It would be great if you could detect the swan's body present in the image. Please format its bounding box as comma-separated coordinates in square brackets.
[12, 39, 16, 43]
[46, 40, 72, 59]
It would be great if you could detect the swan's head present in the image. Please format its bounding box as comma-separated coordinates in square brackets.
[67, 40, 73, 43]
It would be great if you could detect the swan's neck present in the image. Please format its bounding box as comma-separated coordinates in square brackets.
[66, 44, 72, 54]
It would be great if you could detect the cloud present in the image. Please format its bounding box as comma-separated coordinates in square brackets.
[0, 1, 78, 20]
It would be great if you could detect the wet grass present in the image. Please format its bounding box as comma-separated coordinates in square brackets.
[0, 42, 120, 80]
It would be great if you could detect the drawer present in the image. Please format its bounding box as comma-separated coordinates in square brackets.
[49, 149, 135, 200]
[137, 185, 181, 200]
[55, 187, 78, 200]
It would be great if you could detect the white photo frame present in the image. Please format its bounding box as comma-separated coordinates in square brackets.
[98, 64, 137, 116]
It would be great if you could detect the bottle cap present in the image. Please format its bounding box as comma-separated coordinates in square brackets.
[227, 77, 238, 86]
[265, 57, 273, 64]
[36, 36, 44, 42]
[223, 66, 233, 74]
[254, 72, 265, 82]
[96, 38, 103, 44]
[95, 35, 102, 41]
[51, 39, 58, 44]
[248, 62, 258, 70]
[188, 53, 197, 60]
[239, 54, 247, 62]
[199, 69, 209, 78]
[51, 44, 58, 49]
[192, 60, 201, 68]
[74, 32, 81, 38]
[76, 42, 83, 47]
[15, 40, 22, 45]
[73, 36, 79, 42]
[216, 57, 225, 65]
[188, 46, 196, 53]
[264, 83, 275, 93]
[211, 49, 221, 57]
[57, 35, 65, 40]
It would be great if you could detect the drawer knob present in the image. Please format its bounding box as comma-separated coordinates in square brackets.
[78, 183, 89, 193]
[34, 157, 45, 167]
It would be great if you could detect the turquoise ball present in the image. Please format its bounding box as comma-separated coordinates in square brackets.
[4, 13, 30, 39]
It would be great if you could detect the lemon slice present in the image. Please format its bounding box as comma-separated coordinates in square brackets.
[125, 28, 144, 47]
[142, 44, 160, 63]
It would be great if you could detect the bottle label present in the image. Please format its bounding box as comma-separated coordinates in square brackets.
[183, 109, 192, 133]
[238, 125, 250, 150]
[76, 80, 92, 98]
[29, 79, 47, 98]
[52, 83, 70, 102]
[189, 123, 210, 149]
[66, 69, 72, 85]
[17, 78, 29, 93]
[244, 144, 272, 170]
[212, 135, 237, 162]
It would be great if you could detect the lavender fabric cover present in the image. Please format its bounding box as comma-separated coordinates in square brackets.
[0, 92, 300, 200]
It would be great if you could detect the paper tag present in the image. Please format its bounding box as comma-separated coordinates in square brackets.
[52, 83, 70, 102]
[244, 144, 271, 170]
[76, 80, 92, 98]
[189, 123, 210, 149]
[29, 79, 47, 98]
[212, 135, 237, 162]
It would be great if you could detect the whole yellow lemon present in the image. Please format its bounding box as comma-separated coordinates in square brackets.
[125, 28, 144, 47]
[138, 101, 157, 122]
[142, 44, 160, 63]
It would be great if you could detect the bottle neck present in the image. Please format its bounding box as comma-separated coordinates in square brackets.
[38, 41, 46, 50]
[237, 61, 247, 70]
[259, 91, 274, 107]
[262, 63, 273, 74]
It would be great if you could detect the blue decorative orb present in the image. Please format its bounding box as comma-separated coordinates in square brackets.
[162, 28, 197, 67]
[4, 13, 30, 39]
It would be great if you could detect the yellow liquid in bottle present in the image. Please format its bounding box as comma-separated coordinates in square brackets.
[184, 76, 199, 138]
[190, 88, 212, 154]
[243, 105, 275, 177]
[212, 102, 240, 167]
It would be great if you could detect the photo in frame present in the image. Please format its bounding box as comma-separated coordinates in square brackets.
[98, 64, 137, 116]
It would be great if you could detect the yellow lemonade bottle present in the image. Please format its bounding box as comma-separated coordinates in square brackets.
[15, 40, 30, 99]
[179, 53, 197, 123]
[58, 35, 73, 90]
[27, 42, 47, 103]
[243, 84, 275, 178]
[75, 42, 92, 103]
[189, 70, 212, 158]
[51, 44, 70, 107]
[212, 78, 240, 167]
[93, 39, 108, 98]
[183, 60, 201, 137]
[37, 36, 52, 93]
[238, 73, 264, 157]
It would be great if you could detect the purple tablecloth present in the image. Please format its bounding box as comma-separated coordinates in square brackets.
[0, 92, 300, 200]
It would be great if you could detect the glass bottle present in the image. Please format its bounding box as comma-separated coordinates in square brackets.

**Required work**
Change every "It would be great if you could detect" in the entries above to "Please locate" and leave all other text as it is.

**Exercise response**
Please locate the swan's body present in the image. Please format its bounding box as comma-separated coordinates in square brackets.
[12, 39, 16, 43]
[46, 40, 72, 59]
Please locate the swan's head present in the image. Please format its bounding box as comma-separated coordinates in square brackets.
[67, 40, 73, 43]
Please locate the swan's neck present in the image. Please format its bounding box as comma-separated coordinates in square brackets.
[66, 44, 72, 54]
Please locate the cloud present in the image. Please format its bounding box as comma-separated coordinates in square brackets.
[0, 1, 78, 20]
Please locate the wet grass present in the image. Please format its bounding box as comma-separated coordinates in square brackets.
[0, 42, 120, 80]
Please locate the drawer present in the image. Please format its bounding box as comma-separated coordinates in square brackets.
[49, 149, 135, 200]
[137, 185, 181, 200]
[55, 187, 78, 200]
Please locate the white photo frame present in the image. Please format its bounding box as comma-separated coordinates in square brackets.
[98, 64, 137, 116]
Please locate the bottle cap present in the image. Please format its bounding box as comma-separated coordinates in square brackets.
[227, 77, 238, 86]
[265, 57, 273, 64]
[36, 36, 44, 42]
[223, 66, 233, 74]
[254, 72, 265, 82]
[96, 38, 103, 44]
[95, 35, 102, 41]
[51, 39, 58, 44]
[248, 62, 258, 70]
[188, 53, 197, 60]
[239, 54, 247, 62]
[199, 69, 209, 78]
[51, 44, 58, 49]
[192, 60, 201, 68]
[74, 32, 81, 38]
[76, 42, 83, 47]
[15, 40, 22, 45]
[73, 36, 79, 42]
[216, 57, 225, 65]
[188, 46, 196, 53]
[264, 83, 275, 93]
[211, 49, 221, 57]
[57, 35, 65, 40]
Please locate the drawer knob present in the image. Please format its bounding box as comma-separated coordinates in square brackets.
[78, 183, 89, 193]
[34, 157, 45, 167]
Please locate the turquoise ball present in the image. Please format its bounding box as comma-separated coordinates in square brackets.
[4, 13, 30, 39]
Please locate the lemon slice present in the image. Please format its bounding box as comma-separated coordinates in square brackets.
[125, 28, 144, 47]
[142, 44, 160, 63]
Please locate the bottle label present in the image. Please format its bounding box as comma-separated coordinates in square brackets.
[183, 109, 192, 133]
[238, 125, 250, 150]
[76, 80, 92, 98]
[29, 79, 47, 98]
[52, 83, 70, 102]
[189, 123, 210, 149]
[66, 69, 72, 85]
[17, 78, 29, 93]
[244, 144, 272, 170]
[212, 135, 237, 162]
Please locate the lavender fabric cover present in the image. Please format its bounding box as comma-separated coordinates in square brackets.
[0, 92, 300, 200]
Please locate the paper tag present in the image. Please format its bounding box as comma-separated coordinates in square brackets.
[52, 83, 70, 102]
[244, 144, 271, 170]
[76, 80, 92, 98]
[189, 123, 210, 149]
[29, 79, 47, 98]
[212, 135, 237, 162]
Please locate the whole yellow lemon present in the image. Please format its bounding box as comma-separated coordinates in square brackets.
[125, 28, 144, 47]
[138, 101, 157, 122]
[142, 44, 160, 63]
Please locate the bottle neck present in the image. Please format its bounding box as comma-separated coordinates in square brackets.
[38, 41, 46, 50]
[237, 61, 247, 70]
[259, 91, 274, 107]
[262, 63, 273, 74]
Please locate the blue decorative orb present in the image. Please format its bounding box as comma-separated coordinates in square brackets.
[162, 28, 197, 67]
[4, 13, 30, 39]
Please locate the yellow liquid in bottle present in the image. Please format its bounding box as comma-separated coordinates in square brackets.
[184, 76, 199, 138]
[190, 88, 212, 154]
[243, 105, 275, 177]
[212, 102, 240, 167]
Please locate the photo in frame present in the image. Please format its bounding box as comma-separated coordinates in square brackets.
[98, 64, 137, 116]
Please locate the yellow lemonade bottle present in the image. Please format its bounding box as comma-separated coordinates in square brackets.
[15, 40, 30, 99]
[179, 53, 197, 123]
[58, 35, 73, 90]
[27, 42, 47, 103]
[243, 84, 275, 178]
[75, 42, 92, 103]
[189, 70, 212, 158]
[51, 44, 70, 107]
[212, 78, 240, 167]
[93, 39, 108, 98]
[183, 60, 201, 137]
[37, 36, 52, 93]
[238, 73, 264, 157]
Please locate the purple tablecloth present in the image. Please format its bounding box as comma-separated coordinates in square brackets.
[0, 92, 300, 200]
Please locate the glass bottle present in the image. Please format its bounding box as comma-separated coordinates in square brackets.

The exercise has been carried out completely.